### Information given
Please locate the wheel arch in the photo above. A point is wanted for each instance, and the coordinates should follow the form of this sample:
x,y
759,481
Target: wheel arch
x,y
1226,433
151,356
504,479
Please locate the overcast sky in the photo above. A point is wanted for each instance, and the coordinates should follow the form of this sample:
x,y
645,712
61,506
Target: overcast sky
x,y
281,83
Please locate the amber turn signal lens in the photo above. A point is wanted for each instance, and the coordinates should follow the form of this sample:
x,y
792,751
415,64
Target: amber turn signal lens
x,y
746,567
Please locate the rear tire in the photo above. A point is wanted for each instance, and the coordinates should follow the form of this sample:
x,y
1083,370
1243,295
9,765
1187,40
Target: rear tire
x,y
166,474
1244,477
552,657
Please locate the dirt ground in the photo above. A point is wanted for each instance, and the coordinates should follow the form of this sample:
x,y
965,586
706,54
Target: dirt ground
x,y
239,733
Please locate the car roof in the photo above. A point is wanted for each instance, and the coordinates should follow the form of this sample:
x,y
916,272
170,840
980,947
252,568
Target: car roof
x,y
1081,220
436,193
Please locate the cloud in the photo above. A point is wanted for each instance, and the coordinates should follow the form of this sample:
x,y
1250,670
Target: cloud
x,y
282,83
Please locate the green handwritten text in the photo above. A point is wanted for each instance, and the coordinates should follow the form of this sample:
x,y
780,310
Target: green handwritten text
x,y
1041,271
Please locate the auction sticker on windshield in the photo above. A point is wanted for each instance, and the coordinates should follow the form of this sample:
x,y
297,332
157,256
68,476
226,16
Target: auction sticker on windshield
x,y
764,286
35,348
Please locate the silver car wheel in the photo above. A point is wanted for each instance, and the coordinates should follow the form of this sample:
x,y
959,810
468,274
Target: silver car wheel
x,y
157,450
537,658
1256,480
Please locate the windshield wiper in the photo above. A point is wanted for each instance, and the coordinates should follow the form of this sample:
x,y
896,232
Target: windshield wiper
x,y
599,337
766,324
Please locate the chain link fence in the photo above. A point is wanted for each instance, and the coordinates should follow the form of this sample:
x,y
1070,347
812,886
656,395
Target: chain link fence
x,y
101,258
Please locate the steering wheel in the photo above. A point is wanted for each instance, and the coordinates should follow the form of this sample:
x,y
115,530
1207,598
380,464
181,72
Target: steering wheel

### Requirement
Lines from the entries that contain the word "steering" are what the answer must hold.

### Exercise response
Please locate the steering wheel in the photo above. A point is wanted for each instance, and the coordinates should follow the form of this sample:
Target: steering wheel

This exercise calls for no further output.